At the Drosophila NMJ, the type-A receptors are the first to arrive at nascent synapses, followed by the type-B receptors, which mark more mature synapses [56]. This ordered incorporation of iGluR subtypes is modulated in part by Neurexin (Nrx) and Neuroligin1 (Nlg1), a pair of conserved adhesion molecules that form trans-synaptic complexes which stabilize synaptic contacts and organize receptor fields [57]. Lack of Nrx or Nlg1 perturbs the dynamics of iGluRs recruitment and stabilization at the fly NMJ and causes morphological and physiological defects [5860]. We found that the IIA/IIB ratio was increased by 25% at nrx mutant NMJs (Fig 9A and 9B). This change is consistent with the increased quantal size reported for the nrx mutants [60]. Importantly, synaptic but not nuclear pMad levels were increased by 50% in third instar nrx larvae (Fig 9C and 9D). A similar, but less dramatic increase of synaptic pMad was found in nlg1 mutants. In these mutants pMad immunolabeling produced high background, with patches of pMad-positive areas outside of the motor neuron nuclei and of the synaptic terminals; such patches were not included in our quantifications.

Fig 9. Neurexin limits the synaptic accumulation of pMad.

(A) Confocal images of NMJ4 boutons from third instar larvae labeled for GluRIIA (green), GluRIIB (red), and HRP (blue) (quantified in (B)). The Nrx-depleted NMJs have larger boutons, with increased GluRIIA and GluRIIB signals, and 25% increase in the IIA/IIB ratio. (C-D) pMad levels are increased at nrx mutant NMJs (C), but not in the motor neuron nuclei (D). (E-F) Confocal images of NMJ4 boutons from larvae of indicated genotypes labeled for pMad (red), HRP (blue) and Brp (green). The increased accumulation of pMad at nrx mutant NMJs is suppressed by loss of GluRIIA or Imp. Some synaptic pMad is observed in imp; nrx double mutants, but levels remain greatly reduced compared to control, matching the levels seen in imp mutants (quantified in F). Genotypes: control (w1118), nrx (nrx273/Df), IIA; nrx (GluRIIASP16/Df; nrx273/Df), imp (imp24/70), imp; nrx (imp24/70; nrx273/Df). Error bars indicate SEM. ***; p<0.001, *; p<0.05. Scale bars: 10 μm (A, C and E), 20 μm (D) and 1 μm (details).

• ENTRIES SHOWN:

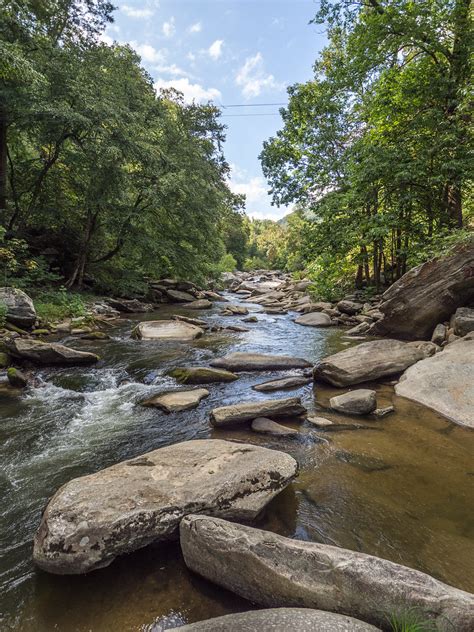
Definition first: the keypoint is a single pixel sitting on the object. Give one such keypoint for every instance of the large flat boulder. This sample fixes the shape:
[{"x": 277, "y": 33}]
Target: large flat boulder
[
  {"x": 427, "y": 295},
  {"x": 314, "y": 319},
  {"x": 93, "y": 519},
  {"x": 259, "y": 362},
  {"x": 167, "y": 330},
  {"x": 247, "y": 411},
  {"x": 201, "y": 375},
  {"x": 20, "y": 308},
  {"x": 444, "y": 382},
  {"x": 281, "y": 620},
  {"x": 47, "y": 353},
  {"x": 177, "y": 401},
  {"x": 278, "y": 572},
  {"x": 371, "y": 361}
]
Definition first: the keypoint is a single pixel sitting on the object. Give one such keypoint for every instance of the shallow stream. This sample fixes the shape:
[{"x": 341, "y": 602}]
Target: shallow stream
[{"x": 400, "y": 487}]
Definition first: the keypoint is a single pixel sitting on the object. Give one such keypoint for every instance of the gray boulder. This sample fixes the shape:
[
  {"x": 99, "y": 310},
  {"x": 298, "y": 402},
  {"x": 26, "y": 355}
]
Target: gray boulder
[
  {"x": 93, "y": 519},
  {"x": 278, "y": 572},
  {"x": 444, "y": 382},
  {"x": 463, "y": 321},
  {"x": 427, "y": 295},
  {"x": 259, "y": 362},
  {"x": 359, "y": 402},
  {"x": 177, "y": 401},
  {"x": 247, "y": 411},
  {"x": 201, "y": 375},
  {"x": 294, "y": 381},
  {"x": 47, "y": 353},
  {"x": 167, "y": 330},
  {"x": 281, "y": 620},
  {"x": 371, "y": 361},
  {"x": 20, "y": 308},
  {"x": 314, "y": 319}
]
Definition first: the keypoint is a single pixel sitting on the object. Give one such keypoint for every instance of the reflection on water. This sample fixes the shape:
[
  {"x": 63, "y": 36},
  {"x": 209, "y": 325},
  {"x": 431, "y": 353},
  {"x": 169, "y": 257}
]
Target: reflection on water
[{"x": 400, "y": 488}]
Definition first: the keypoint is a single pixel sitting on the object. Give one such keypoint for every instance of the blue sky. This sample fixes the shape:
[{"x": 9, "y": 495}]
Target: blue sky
[{"x": 229, "y": 52}]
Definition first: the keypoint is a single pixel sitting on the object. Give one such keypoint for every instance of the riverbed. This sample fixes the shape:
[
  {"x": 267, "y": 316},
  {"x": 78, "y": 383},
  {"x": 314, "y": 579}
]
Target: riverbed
[{"x": 398, "y": 487}]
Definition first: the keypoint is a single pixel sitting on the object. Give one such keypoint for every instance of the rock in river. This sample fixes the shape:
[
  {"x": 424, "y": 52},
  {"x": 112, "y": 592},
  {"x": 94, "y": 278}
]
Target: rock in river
[
  {"x": 93, "y": 519},
  {"x": 314, "y": 319},
  {"x": 47, "y": 352},
  {"x": 259, "y": 362},
  {"x": 177, "y": 401},
  {"x": 166, "y": 330},
  {"x": 281, "y": 620},
  {"x": 286, "y": 382},
  {"x": 444, "y": 382},
  {"x": 247, "y": 411},
  {"x": 362, "y": 401},
  {"x": 371, "y": 361},
  {"x": 201, "y": 375},
  {"x": 275, "y": 571},
  {"x": 20, "y": 308}
]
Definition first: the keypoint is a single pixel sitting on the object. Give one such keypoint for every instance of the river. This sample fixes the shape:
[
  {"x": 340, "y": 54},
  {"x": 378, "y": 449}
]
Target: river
[{"x": 400, "y": 487}]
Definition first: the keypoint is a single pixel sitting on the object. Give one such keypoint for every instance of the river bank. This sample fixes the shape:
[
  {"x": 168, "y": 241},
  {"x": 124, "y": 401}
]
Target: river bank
[{"x": 372, "y": 486}]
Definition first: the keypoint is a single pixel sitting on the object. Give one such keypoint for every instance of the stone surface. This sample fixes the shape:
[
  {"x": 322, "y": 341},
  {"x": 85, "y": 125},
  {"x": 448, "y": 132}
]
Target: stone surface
[
  {"x": 370, "y": 361},
  {"x": 259, "y": 362},
  {"x": 20, "y": 308},
  {"x": 47, "y": 352},
  {"x": 93, "y": 519},
  {"x": 267, "y": 426},
  {"x": 362, "y": 401},
  {"x": 294, "y": 381},
  {"x": 444, "y": 382},
  {"x": 275, "y": 571},
  {"x": 281, "y": 620},
  {"x": 427, "y": 295},
  {"x": 202, "y": 375},
  {"x": 167, "y": 330},
  {"x": 247, "y": 411},
  {"x": 202, "y": 303},
  {"x": 177, "y": 401},
  {"x": 314, "y": 319},
  {"x": 463, "y": 321}
]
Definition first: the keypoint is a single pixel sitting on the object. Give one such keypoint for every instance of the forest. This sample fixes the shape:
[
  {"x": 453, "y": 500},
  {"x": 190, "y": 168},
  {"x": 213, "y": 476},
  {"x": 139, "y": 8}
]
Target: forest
[{"x": 104, "y": 183}]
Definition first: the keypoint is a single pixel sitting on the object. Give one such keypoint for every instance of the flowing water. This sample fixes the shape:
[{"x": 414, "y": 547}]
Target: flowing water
[{"x": 400, "y": 487}]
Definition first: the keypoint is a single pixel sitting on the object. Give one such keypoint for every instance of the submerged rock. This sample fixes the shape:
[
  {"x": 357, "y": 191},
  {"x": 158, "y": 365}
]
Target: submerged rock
[
  {"x": 267, "y": 426},
  {"x": 294, "y": 381},
  {"x": 247, "y": 411},
  {"x": 201, "y": 375},
  {"x": 359, "y": 402},
  {"x": 444, "y": 382},
  {"x": 177, "y": 401},
  {"x": 47, "y": 352},
  {"x": 259, "y": 362},
  {"x": 427, "y": 295},
  {"x": 314, "y": 319},
  {"x": 275, "y": 571},
  {"x": 371, "y": 361},
  {"x": 281, "y": 620},
  {"x": 20, "y": 308},
  {"x": 93, "y": 519},
  {"x": 167, "y": 330}
]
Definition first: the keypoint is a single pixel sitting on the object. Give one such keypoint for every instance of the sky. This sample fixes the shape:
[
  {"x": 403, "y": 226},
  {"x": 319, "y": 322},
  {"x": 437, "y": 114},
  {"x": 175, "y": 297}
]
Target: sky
[{"x": 230, "y": 52}]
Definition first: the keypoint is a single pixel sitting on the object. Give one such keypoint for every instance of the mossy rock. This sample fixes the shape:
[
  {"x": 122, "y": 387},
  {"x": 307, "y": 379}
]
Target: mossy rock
[{"x": 201, "y": 375}]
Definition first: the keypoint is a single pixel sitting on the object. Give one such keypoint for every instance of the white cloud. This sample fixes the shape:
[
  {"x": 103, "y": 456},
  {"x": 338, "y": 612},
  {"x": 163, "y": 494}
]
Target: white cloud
[
  {"x": 169, "y": 28},
  {"x": 191, "y": 91},
  {"x": 258, "y": 201},
  {"x": 195, "y": 28},
  {"x": 148, "y": 53},
  {"x": 252, "y": 78},
  {"x": 215, "y": 49},
  {"x": 132, "y": 12}
]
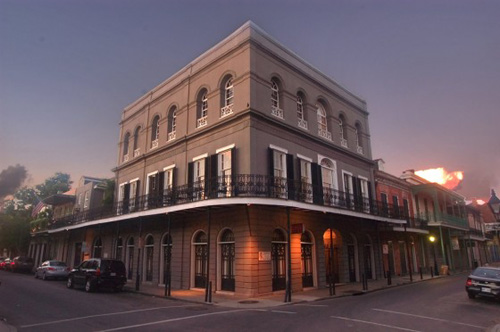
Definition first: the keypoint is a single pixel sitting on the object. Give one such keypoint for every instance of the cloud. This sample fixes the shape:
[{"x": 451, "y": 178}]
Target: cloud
[{"x": 11, "y": 179}]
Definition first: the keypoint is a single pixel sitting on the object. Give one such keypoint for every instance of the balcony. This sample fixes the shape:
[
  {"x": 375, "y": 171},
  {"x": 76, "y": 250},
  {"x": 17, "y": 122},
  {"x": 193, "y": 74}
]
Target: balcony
[
  {"x": 243, "y": 185},
  {"x": 201, "y": 122},
  {"x": 343, "y": 142},
  {"x": 226, "y": 110},
  {"x": 325, "y": 134},
  {"x": 302, "y": 124},
  {"x": 277, "y": 112}
]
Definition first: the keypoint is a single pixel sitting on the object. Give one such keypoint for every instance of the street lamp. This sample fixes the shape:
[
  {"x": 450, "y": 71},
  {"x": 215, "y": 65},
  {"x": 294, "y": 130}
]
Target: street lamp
[{"x": 433, "y": 241}]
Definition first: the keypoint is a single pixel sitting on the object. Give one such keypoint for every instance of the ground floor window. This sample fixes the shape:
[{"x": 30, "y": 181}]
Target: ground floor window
[
  {"x": 227, "y": 254},
  {"x": 278, "y": 260}
]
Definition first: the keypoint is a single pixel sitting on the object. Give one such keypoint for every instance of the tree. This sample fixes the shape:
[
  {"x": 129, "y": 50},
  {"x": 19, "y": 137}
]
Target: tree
[{"x": 58, "y": 183}]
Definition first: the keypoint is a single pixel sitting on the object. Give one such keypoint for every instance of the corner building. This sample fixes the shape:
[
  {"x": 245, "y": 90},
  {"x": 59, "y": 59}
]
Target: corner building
[{"x": 249, "y": 170}]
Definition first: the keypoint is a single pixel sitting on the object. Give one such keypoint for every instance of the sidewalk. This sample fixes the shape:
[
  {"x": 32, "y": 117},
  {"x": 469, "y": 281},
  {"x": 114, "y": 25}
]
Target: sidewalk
[{"x": 230, "y": 300}]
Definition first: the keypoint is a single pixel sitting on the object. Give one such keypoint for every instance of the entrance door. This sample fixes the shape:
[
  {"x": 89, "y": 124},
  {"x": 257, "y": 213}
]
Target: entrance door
[
  {"x": 368, "y": 261},
  {"x": 200, "y": 260},
  {"x": 78, "y": 254},
  {"x": 307, "y": 263},
  {"x": 402, "y": 255},
  {"x": 328, "y": 261},
  {"x": 352, "y": 262},
  {"x": 227, "y": 261},
  {"x": 278, "y": 260}
]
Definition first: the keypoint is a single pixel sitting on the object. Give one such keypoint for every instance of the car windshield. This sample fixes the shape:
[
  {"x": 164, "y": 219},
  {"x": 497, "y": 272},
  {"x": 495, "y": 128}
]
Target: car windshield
[
  {"x": 115, "y": 266},
  {"x": 487, "y": 273},
  {"x": 57, "y": 264}
]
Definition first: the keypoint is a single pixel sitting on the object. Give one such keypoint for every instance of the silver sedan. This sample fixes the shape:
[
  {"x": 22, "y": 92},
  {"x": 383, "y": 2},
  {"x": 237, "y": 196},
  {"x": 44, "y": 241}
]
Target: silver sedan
[{"x": 52, "y": 270}]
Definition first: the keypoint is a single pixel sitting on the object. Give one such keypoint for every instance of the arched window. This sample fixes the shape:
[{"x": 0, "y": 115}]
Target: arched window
[
  {"x": 322, "y": 124},
  {"x": 275, "y": 99},
  {"x": 227, "y": 94},
  {"x": 359, "y": 142},
  {"x": 275, "y": 94},
  {"x": 136, "y": 141},
  {"x": 227, "y": 255},
  {"x": 202, "y": 109},
  {"x": 126, "y": 141},
  {"x": 97, "y": 248},
  {"x": 149, "y": 250},
  {"x": 172, "y": 123},
  {"x": 301, "y": 117},
  {"x": 343, "y": 131},
  {"x": 155, "y": 131}
]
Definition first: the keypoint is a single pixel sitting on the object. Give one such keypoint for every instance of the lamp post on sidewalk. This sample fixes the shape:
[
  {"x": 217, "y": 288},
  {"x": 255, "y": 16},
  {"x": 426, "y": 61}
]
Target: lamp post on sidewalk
[{"x": 433, "y": 241}]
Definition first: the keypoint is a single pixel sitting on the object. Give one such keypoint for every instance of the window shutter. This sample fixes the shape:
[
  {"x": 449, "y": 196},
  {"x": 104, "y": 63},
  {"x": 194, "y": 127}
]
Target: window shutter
[
  {"x": 190, "y": 179},
  {"x": 317, "y": 183},
  {"x": 370, "y": 197},
  {"x": 290, "y": 176},
  {"x": 299, "y": 188},
  {"x": 234, "y": 175},
  {"x": 356, "y": 192},
  {"x": 270, "y": 183},
  {"x": 212, "y": 181}
]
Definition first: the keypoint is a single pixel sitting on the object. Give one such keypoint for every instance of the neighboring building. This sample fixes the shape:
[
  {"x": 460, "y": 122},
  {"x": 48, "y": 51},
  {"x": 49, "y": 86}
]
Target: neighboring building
[
  {"x": 71, "y": 206},
  {"x": 249, "y": 170},
  {"x": 405, "y": 245},
  {"x": 476, "y": 243},
  {"x": 444, "y": 212}
]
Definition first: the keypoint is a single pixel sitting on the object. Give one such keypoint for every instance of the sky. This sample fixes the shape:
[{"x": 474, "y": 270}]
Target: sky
[{"x": 429, "y": 71}]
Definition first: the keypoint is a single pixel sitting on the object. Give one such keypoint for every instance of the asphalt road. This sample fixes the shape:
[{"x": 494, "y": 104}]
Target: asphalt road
[{"x": 28, "y": 304}]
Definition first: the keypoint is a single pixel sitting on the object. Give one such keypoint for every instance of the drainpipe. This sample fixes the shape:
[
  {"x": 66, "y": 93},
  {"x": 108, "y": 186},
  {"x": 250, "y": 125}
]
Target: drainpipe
[
  {"x": 208, "y": 290},
  {"x": 288, "y": 292}
]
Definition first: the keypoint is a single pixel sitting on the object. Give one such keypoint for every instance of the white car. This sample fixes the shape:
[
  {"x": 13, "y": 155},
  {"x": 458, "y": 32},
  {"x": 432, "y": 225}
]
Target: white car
[{"x": 52, "y": 270}]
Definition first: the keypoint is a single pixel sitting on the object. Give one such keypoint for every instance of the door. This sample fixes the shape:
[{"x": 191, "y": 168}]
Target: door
[
  {"x": 307, "y": 260},
  {"x": 227, "y": 261},
  {"x": 351, "y": 258},
  {"x": 368, "y": 262}
]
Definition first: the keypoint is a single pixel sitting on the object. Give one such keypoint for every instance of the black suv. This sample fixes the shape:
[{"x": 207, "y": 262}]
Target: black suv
[{"x": 98, "y": 273}]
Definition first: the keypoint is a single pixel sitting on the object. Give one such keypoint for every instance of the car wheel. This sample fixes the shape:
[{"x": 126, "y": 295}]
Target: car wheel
[
  {"x": 69, "y": 283},
  {"x": 89, "y": 287}
]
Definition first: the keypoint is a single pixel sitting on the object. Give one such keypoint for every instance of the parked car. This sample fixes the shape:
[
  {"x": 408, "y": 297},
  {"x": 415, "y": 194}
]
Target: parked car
[
  {"x": 22, "y": 264},
  {"x": 52, "y": 269},
  {"x": 5, "y": 265},
  {"x": 98, "y": 273},
  {"x": 2, "y": 262},
  {"x": 484, "y": 281}
]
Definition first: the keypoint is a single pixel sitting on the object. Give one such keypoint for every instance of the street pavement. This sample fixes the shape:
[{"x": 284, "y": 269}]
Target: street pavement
[{"x": 433, "y": 304}]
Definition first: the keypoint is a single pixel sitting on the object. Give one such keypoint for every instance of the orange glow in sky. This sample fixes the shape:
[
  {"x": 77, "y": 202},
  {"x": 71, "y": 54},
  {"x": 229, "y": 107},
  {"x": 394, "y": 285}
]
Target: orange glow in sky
[{"x": 449, "y": 180}]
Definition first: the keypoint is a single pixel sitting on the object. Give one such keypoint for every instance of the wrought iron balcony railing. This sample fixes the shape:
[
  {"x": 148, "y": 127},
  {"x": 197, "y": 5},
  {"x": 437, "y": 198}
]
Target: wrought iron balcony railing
[{"x": 255, "y": 186}]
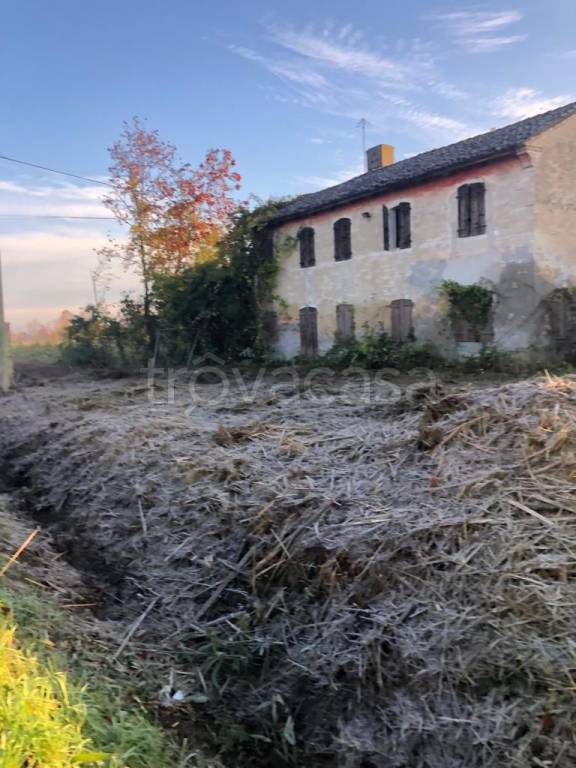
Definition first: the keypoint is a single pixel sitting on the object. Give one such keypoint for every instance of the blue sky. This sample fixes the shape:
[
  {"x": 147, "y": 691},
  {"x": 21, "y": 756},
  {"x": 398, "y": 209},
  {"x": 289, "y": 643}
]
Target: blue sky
[{"x": 282, "y": 84}]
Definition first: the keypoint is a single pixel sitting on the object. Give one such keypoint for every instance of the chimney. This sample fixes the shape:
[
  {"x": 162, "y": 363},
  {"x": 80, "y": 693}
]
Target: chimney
[{"x": 379, "y": 156}]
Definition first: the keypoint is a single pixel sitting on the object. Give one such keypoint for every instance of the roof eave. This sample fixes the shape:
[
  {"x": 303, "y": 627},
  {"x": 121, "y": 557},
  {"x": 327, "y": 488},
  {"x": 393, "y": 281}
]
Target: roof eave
[{"x": 394, "y": 187}]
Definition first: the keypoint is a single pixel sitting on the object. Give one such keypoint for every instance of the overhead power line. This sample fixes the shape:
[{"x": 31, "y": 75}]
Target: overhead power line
[
  {"x": 53, "y": 170},
  {"x": 45, "y": 216}
]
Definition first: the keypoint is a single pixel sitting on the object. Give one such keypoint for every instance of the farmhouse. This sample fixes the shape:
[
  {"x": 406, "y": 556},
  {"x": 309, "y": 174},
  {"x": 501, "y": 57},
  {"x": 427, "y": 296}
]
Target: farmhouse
[{"x": 499, "y": 209}]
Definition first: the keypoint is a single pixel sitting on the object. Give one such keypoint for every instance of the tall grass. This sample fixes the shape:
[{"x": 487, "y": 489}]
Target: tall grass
[{"x": 41, "y": 716}]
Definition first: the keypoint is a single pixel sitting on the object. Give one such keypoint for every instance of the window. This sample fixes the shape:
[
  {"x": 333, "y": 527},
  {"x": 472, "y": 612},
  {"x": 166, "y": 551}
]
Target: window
[
  {"x": 307, "y": 251},
  {"x": 309, "y": 332},
  {"x": 344, "y": 322},
  {"x": 471, "y": 210},
  {"x": 397, "y": 226},
  {"x": 342, "y": 240},
  {"x": 401, "y": 323}
]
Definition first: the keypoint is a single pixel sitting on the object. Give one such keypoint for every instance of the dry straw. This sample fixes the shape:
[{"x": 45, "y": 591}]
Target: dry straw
[{"x": 336, "y": 583}]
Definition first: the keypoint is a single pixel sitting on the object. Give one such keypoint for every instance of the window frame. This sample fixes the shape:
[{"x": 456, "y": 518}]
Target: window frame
[
  {"x": 471, "y": 199},
  {"x": 307, "y": 247},
  {"x": 342, "y": 230},
  {"x": 397, "y": 226}
]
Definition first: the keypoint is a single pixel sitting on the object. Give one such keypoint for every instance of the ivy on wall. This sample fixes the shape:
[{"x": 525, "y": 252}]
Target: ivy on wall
[{"x": 472, "y": 303}]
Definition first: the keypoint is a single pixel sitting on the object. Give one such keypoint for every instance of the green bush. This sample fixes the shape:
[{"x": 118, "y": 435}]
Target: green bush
[{"x": 375, "y": 349}]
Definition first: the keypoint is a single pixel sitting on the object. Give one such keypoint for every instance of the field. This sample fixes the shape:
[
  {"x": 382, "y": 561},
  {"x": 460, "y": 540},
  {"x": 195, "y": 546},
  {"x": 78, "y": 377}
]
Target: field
[{"x": 312, "y": 570}]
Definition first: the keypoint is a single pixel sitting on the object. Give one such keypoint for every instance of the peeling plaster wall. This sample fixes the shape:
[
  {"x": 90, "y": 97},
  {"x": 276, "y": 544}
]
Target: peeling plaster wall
[
  {"x": 374, "y": 277},
  {"x": 554, "y": 157}
]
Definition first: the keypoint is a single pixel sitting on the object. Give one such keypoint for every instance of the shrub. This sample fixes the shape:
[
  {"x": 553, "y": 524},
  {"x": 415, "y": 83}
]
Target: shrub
[{"x": 375, "y": 349}]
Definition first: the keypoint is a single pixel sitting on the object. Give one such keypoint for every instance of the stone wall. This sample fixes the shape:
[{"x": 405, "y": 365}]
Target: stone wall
[{"x": 373, "y": 277}]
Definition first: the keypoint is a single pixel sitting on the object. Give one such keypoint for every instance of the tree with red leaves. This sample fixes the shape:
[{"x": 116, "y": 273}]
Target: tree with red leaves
[{"x": 175, "y": 213}]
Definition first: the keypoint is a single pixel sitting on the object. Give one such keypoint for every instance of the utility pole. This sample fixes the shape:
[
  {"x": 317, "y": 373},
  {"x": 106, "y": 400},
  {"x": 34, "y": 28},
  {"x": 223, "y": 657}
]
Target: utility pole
[
  {"x": 363, "y": 124},
  {"x": 6, "y": 369}
]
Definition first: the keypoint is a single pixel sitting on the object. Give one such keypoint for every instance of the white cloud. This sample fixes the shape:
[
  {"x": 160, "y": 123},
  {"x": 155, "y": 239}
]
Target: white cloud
[
  {"x": 321, "y": 182},
  {"x": 336, "y": 71},
  {"x": 341, "y": 50},
  {"x": 47, "y": 263},
  {"x": 518, "y": 103},
  {"x": 50, "y": 270},
  {"x": 479, "y": 31},
  {"x": 49, "y": 199}
]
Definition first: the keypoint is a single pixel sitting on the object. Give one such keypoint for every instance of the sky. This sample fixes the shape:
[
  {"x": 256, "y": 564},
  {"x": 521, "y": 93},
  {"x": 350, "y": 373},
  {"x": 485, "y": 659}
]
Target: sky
[{"x": 281, "y": 84}]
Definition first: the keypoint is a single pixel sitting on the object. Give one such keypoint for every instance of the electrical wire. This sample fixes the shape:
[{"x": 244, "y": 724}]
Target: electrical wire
[
  {"x": 44, "y": 216},
  {"x": 53, "y": 170}
]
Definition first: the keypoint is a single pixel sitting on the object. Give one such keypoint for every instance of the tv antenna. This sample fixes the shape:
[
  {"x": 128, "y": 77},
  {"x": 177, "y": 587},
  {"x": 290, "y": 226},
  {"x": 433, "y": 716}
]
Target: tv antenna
[{"x": 363, "y": 124}]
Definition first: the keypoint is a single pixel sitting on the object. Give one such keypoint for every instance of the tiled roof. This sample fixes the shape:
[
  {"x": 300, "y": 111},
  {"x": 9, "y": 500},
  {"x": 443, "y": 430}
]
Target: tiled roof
[{"x": 437, "y": 162}]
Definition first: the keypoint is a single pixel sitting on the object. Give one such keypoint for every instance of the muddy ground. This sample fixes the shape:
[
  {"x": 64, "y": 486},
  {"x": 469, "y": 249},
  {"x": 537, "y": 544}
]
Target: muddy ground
[{"x": 317, "y": 561}]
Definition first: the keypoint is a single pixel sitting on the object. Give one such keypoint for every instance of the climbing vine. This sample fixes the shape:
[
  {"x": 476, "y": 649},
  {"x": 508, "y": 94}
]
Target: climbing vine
[{"x": 472, "y": 303}]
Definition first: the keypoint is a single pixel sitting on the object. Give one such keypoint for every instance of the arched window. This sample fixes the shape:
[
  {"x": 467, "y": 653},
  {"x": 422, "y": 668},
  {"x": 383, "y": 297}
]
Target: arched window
[
  {"x": 307, "y": 249},
  {"x": 342, "y": 240}
]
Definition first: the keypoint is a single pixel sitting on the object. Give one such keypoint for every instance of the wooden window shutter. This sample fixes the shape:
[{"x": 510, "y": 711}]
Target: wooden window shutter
[
  {"x": 477, "y": 208},
  {"x": 343, "y": 240},
  {"x": 402, "y": 324},
  {"x": 403, "y": 226},
  {"x": 344, "y": 322},
  {"x": 309, "y": 332},
  {"x": 386, "y": 226},
  {"x": 464, "y": 211},
  {"x": 307, "y": 250}
]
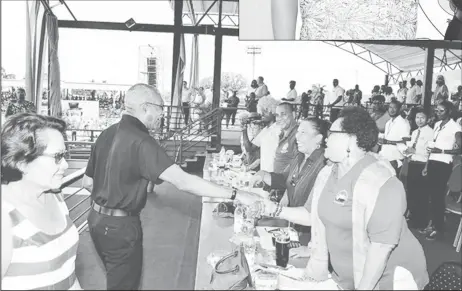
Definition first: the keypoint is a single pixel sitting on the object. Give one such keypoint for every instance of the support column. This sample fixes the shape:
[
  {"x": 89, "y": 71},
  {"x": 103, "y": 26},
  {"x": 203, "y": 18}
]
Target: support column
[
  {"x": 428, "y": 77},
  {"x": 178, "y": 22},
  {"x": 217, "y": 75}
]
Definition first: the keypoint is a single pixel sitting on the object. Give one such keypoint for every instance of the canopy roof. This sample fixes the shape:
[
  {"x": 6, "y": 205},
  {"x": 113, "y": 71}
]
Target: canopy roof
[{"x": 396, "y": 60}]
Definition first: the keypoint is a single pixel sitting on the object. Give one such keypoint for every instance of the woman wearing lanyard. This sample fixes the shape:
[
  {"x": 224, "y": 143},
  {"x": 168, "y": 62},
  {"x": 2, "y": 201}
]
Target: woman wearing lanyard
[
  {"x": 439, "y": 166},
  {"x": 417, "y": 186}
]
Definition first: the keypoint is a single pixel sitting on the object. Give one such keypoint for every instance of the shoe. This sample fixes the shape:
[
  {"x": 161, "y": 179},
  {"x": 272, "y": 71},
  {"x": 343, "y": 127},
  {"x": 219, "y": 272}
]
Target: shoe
[
  {"x": 426, "y": 230},
  {"x": 433, "y": 235}
]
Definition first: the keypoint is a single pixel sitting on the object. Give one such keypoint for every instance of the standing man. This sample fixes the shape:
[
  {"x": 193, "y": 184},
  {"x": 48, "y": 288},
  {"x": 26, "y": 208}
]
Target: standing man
[
  {"x": 262, "y": 89},
  {"x": 395, "y": 130},
  {"x": 292, "y": 94},
  {"x": 124, "y": 158},
  {"x": 21, "y": 105},
  {"x": 287, "y": 148},
  {"x": 337, "y": 101},
  {"x": 186, "y": 101}
]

• TASK REQUIREMENTS:
Please carry on the passage about Neurexin and synaptic pMad at the fly NMJ, starting after its last sentence.

• ANSWER FOR THIS EXERCISE:
As expected, IIA; nrx double mutants showed a complete loss of synaptic pMad without any change in the nuclear pMad levels (Fig 9E). The morphology of IIA; nrx double mutant NMJs resembled the nrx mutants, with fewer and larger boutons, grouped closer together [60]. Thus, the iGluR subtypes and local pMad do not influence the NMJ morphology of nrx mutants. This result is similar to that observed for nwk or hiw mutants (Fig 3). Unlike nwk, which limits Tkv endocytosis and restores local pMad at imp; nwk double mutant NMJs, loss of Nrx could not rescue the synaptic pMad in imp; nrx mutants (Fig 9E and 9F). This suggests that Nrx influences the local pMad indirectly, perhaps by limiting postsynaptic GluRIIA.

Together our data indicate that postsynaptic GluRIIA and presynaptic BMPRs are key determinants for the accumulation of pMad at active zones. Furthermore, BMP signaling modulators (i.e. Nwk and Imp), acting in the presynaptic compartment, control the levels of synaptic pMad. Intriguingly, increased synaptic pMad (such as in nrx mutants) correlates with increased IIA/IIB ratio and increased quantal size, while loss of synaptic pMad (in imp, wit and mad mutants) correlates with a decreased IIA/IIB ratio and reduced quantal size. In contrast, the presence of synaptic pMad even in a transcriptionally impaired BMP mutant (i.e. gbb) ensured relatively normal IIA/IIB ratio and quantal size. This tight correlation suggests a feedback mechanism whereby active postsynaptic GluRIIA receptors induce the accumulation of pMad at active zones, which in turn promotes the stabilization of GluRIIA receptors at postsynaptic sites. In this scenario, selective disruption of synaptic pMad should “destabilize” the GluRIIA receptors and cause decreased IIA/IIB ratio.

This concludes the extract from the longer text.